SHORT EXERCISE » Reproduce each of the following records word for word, leaving none out.
++++ INPUT ++++
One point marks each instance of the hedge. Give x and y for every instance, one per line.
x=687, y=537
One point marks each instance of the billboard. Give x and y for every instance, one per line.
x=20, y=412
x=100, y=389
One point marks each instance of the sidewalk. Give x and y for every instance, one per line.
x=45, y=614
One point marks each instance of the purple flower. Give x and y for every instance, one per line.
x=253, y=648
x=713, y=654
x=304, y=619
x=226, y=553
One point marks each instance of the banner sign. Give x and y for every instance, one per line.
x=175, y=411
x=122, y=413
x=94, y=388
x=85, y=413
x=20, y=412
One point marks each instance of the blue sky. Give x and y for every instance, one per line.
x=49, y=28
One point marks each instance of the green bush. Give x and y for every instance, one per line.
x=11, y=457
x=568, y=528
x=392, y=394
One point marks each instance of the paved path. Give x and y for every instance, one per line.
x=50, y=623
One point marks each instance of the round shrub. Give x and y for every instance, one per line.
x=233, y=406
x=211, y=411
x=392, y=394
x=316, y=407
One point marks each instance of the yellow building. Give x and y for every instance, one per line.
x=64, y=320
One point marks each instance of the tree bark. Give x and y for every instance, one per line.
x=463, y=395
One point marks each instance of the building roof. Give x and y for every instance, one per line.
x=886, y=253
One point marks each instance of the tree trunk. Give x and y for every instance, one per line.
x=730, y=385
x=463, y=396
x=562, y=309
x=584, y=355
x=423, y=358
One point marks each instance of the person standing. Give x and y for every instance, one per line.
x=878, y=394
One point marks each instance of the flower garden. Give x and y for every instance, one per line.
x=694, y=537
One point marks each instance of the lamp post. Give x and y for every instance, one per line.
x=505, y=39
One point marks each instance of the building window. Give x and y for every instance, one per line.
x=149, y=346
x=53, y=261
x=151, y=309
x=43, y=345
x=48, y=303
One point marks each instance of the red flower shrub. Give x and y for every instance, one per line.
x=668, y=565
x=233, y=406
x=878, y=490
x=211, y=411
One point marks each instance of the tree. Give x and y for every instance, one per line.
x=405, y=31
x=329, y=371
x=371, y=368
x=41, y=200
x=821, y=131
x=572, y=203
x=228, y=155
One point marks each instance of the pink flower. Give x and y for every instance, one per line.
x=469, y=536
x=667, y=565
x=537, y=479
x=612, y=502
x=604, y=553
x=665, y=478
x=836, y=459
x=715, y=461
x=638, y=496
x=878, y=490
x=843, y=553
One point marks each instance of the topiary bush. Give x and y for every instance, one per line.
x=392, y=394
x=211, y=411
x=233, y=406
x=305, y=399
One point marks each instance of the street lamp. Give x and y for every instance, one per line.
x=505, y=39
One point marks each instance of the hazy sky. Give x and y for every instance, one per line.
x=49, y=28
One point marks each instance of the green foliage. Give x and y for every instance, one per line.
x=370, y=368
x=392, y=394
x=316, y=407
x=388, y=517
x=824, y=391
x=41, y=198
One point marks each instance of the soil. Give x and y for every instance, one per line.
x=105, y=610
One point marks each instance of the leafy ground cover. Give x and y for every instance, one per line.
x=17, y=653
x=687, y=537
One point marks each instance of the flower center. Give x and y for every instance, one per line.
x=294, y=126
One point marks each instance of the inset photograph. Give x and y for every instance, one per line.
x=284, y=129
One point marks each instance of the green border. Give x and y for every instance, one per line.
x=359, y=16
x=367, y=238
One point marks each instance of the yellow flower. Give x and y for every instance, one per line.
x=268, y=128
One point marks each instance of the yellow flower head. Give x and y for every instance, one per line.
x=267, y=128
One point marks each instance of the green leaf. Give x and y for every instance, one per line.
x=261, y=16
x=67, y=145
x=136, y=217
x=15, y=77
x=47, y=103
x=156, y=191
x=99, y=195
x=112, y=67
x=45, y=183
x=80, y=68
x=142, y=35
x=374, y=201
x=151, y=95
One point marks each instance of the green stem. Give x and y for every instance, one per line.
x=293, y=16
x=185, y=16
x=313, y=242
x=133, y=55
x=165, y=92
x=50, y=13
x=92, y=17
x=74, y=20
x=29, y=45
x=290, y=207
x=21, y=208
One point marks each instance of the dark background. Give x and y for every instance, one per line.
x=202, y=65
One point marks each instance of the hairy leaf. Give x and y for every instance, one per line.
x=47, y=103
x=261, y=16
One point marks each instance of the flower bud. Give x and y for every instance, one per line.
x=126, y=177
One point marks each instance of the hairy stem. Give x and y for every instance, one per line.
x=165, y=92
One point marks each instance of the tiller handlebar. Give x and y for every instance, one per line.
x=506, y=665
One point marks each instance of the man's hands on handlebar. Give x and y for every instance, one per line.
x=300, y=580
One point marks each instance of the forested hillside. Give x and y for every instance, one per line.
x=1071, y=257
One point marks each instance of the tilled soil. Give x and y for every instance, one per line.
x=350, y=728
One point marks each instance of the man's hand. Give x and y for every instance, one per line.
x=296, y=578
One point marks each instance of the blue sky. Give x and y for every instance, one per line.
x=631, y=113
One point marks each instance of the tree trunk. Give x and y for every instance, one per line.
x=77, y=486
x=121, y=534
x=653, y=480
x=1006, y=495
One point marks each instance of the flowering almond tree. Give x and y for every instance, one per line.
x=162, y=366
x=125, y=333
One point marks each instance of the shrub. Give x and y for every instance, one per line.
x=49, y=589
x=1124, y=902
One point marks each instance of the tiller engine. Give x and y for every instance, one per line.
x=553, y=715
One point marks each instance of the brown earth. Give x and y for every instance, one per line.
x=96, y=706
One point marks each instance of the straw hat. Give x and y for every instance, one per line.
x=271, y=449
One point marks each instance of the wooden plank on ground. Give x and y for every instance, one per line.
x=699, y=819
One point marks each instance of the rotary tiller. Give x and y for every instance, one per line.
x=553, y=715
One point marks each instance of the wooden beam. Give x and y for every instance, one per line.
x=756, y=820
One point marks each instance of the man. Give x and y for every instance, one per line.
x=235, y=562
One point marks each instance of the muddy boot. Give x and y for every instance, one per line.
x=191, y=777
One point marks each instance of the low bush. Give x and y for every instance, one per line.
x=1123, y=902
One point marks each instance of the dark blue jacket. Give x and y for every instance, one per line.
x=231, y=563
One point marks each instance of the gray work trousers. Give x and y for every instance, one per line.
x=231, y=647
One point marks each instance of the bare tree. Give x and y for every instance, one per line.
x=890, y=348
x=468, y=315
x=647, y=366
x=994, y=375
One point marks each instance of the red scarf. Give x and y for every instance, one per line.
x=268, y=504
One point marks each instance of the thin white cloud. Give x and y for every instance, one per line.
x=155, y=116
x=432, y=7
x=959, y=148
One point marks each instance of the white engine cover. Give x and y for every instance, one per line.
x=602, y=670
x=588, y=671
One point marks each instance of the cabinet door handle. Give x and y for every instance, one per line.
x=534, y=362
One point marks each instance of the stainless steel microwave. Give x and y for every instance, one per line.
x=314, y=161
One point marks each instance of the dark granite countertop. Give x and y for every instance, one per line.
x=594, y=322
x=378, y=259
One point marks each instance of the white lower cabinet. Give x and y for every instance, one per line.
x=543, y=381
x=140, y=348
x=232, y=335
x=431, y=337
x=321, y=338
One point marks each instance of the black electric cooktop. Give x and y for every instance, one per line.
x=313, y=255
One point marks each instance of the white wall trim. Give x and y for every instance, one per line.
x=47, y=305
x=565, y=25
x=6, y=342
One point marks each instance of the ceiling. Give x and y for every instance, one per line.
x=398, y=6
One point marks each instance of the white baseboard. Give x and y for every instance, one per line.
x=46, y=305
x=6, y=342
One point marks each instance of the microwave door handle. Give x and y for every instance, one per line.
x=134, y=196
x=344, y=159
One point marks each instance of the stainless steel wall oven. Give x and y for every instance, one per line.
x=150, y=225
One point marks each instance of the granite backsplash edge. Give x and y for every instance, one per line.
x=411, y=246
++++
FULL ANSWER »
One point marks each instance of the hedge. Give x and y for every instance, one per line.
x=687, y=537
One point marks each instance of the billboard. Give x and y for every instance, one per line.
x=20, y=412
x=100, y=389
One point marks each instance of the sidewalk. Give x and y for every instance, one per line.
x=45, y=614
One point marks each instance of the purple flower. Give x and y for every instance, one per line.
x=253, y=648
x=713, y=654
x=304, y=619
x=226, y=553
One point marks each instance of the banner sign. Give x and y for every instance, one per line.
x=175, y=411
x=122, y=413
x=94, y=388
x=85, y=413
x=20, y=412
One point marks each instance of the blue sky. Give x and y for every instance, one per line.
x=49, y=28
One point marks each instance of the green bush. Give x and y for every instance, one per line.
x=11, y=457
x=568, y=528
x=392, y=394
One point marks each instance of the paved path. Give x and y for every instance, one per line.
x=50, y=623
One point marks each instance of the round shrub. Give x and y for every instance, one per line.
x=233, y=406
x=211, y=411
x=392, y=394
x=316, y=407
One point marks each instance of the yellow building. Give x and y for every instance, one per line.
x=64, y=320
One point marks each instance of the tree bark. Give x and y for every instance, one per line.
x=463, y=395
One point marks each instance of the building roof. Give x and y for every instance, one per line.
x=886, y=253
One point marks each instance of the tree trunk. Give x and y for every instance, one per line.
x=730, y=385
x=463, y=396
x=562, y=309
x=584, y=355
x=423, y=358
One point marks each instance of the person standing. Give x and y for every instance, one per line.
x=878, y=394
One point marks each instance of the flower garden. Give x and y for every instance, one per line.
x=694, y=537
One point marks each instance of the lamp post. Give x and y for every instance, one per line.
x=505, y=39
One point marks each instance of the building window. Give x and y for every instance, one per line.
x=149, y=346
x=53, y=261
x=151, y=309
x=43, y=345
x=48, y=303
One point marks each instance of the red flower shrub. Give x and y for every instance, one per line.
x=668, y=565
x=233, y=406
x=878, y=490
x=211, y=411
One point marks each instance of the tree. Give x and y for every instance, one per line.
x=405, y=31
x=329, y=371
x=371, y=368
x=41, y=200
x=821, y=131
x=572, y=203
x=228, y=155
One point marks each instance of the pink flower. Give x and y for every instance, one per line.
x=469, y=536
x=667, y=565
x=537, y=479
x=612, y=502
x=604, y=553
x=665, y=478
x=836, y=459
x=715, y=461
x=638, y=496
x=878, y=490
x=843, y=553
One point marks each instance of the topiary bush. Give x and y for every instance, one per line.
x=392, y=394
x=211, y=411
x=233, y=406
x=305, y=399
One point marks each instance of the street lamp. Give x and y for every instance, one per line.
x=505, y=39
One point marks each instance of the hazy sky. Give x and y for every instance, one per line.
x=49, y=28
One point marks each instance of the green foliage. Give x and y for every instance, one per line.
x=370, y=368
x=392, y=394
x=316, y=407
x=388, y=517
x=824, y=391
x=41, y=198
One point marks each instance of the soil. Give x and y for every instance, one per line.
x=105, y=610
One point marks each instance of the leafy ground cover. Give x and y for every instance, one per line.
x=17, y=653
x=687, y=537
One point marks each instance of the flower center. Give x and y for every instance, one per line.
x=294, y=126
One point marks each instance of the inset photograph. Give x and y for every instance, one per line.
x=284, y=129
One point marks each instance of the green border. Give x and y for every instance, one per line.
x=359, y=16
x=367, y=238
One point marks each instance of the yellow flower. Give x and y for every instance, one per line.
x=268, y=128
One point marks each instance of the yellow flower head. Give x and y for every instance, one per line.
x=267, y=128
One point marks each instance of the green leaf. Give x and y for every instance, one per line.
x=261, y=16
x=67, y=145
x=136, y=217
x=15, y=77
x=47, y=103
x=156, y=191
x=99, y=195
x=112, y=67
x=45, y=183
x=80, y=68
x=142, y=35
x=374, y=201
x=151, y=95
One point marks each instance of the green stem. Give x and y for every instance, one per line.
x=293, y=16
x=185, y=16
x=313, y=242
x=133, y=55
x=165, y=92
x=50, y=13
x=92, y=17
x=74, y=20
x=29, y=45
x=290, y=207
x=21, y=208
One point marks each instance of the dark background. Give x and y for every instance, one per line.
x=202, y=65
One point marks each instance of the hairy leaf. Give x and y for every instance, one per line.
x=47, y=103
x=261, y=16
One point marks each instance of the flower bud. Give x and y for every instance, one per line.
x=126, y=177
One point marks each instance of the hairy stem. Give x and y for every instance, one per line.
x=165, y=92
One point marks each instance of the tiller handlebar. Give x and y for every instance, one per line.
x=506, y=665
One point marks each instance of the man's hands on handlebar. Give x and y for every instance, one per line.
x=300, y=580
One point marks each instance of the forested hillside. Give x and y for every instance, one per line.
x=1071, y=257
One point marks each instance of the tilled soil. Give x and y for every instance, one per line.
x=350, y=728
One point marks each instance of the man's hand. Give x and y for every instance, one per line.
x=296, y=578
One point marks each instance of the blue sky. Give x and y for every instance, one per line.
x=631, y=113
One point marks each instance of the tree trunk. Give x and y for every instance, one per line.
x=77, y=486
x=121, y=534
x=653, y=480
x=1006, y=495
One point marks each instance of the flowering almond tree. Give x and y for every instance, one per line.
x=162, y=366
x=125, y=333
One point marks each instance of the shrub. Give x and y for every instance, one per line.
x=49, y=589
x=1124, y=902
One point marks each instance of the tiller engine. Give x and y for every instance, one per line.
x=553, y=715
One point marks each instance of the brown earth. Give x and y for every instance, one per line.
x=96, y=706
One point marks each instance of the straw hat. Give x and y for every instance, one per line.
x=271, y=449
One point marks each instance of the wooden plank on ground. Give x and y for every instance, one per line.
x=699, y=819
One point marks each instance of the rotary tiller. Give x and y for every instance, one per line.
x=553, y=715
One point marks each instance of the wooden beam. Give x and y for every instance, one per line.
x=756, y=820
One point marks each instance of the man. Give x and y for every instance, one per line.
x=235, y=562
One point marks each instance of the muddy boot. Give x and y for every instance, one per line.
x=191, y=777
One point marks each instance of the low bush. Give x and y for every instance, one per line.
x=1123, y=902
One point marks each instance of the dark blue jacket. Give x and y for every instance, one per line.
x=231, y=563
One point marks each instance of the gray work trousers. Give x and y for every instance, one per line.
x=231, y=647
One point marks each instance of the bare tree. Give x and y for every instance, one per line.
x=890, y=348
x=468, y=315
x=647, y=366
x=994, y=375
One point marks each instance of the red scarf. Give x and y for every instance, one per line.
x=268, y=504
One point marks each instance of the thin white cloud. Give x and y for every instance, one per line.
x=155, y=116
x=432, y=7
x=959, y=148
One point marks each instance of the white engine cover. Give x and y for every instance, one per line.
x=602, y=670
x=588, y=671
One point marks each instance of the cabinet door handle. Give x and y for every instance, one per line.
x=534, y=362
One point marks each instance of the stainless steel microwave. Give x and y for every instance, one per line.
x=314, y=161
One point marks each instance of the dark granite countertop. Give x and y for every instance, one per line.
x=594, y=322
x=378, y=259
One point marks each instance of the white lower cabinet. Give x and y for every instance, one per line.
x=543, y=381
x=140, y=348
x=232, y=335
x=431, y=337
x=321, y=338
One point marks each instance of the black electric cooktop. Give x and y for every instance, one per line.
x=313, y=255
One point marks each instance of the white wall trim. Give x and y for every instance, one per line.
x=47, y=305
x=565, y=25
x=6, y=342
One point marks each instance of the ceiling. Give x and y for every instance, one per line.
x=398, y=6
One point marks each instance of the white baseboard. Give x and y for every instance, one per line.
x=46, y=305
x=6, y=342
One point marks each instance of the microwave door handle. Give x and y for every instance, one per line.
x=134, y=196
x=344, y=159
One point marks each instance of the stainless steel wall oven. Give x and y for every instance, one per line.
x=150, y=225
One point marks each instance of the granite backsplash edge. Give x and y for every instance, one per line.
x=411, y=246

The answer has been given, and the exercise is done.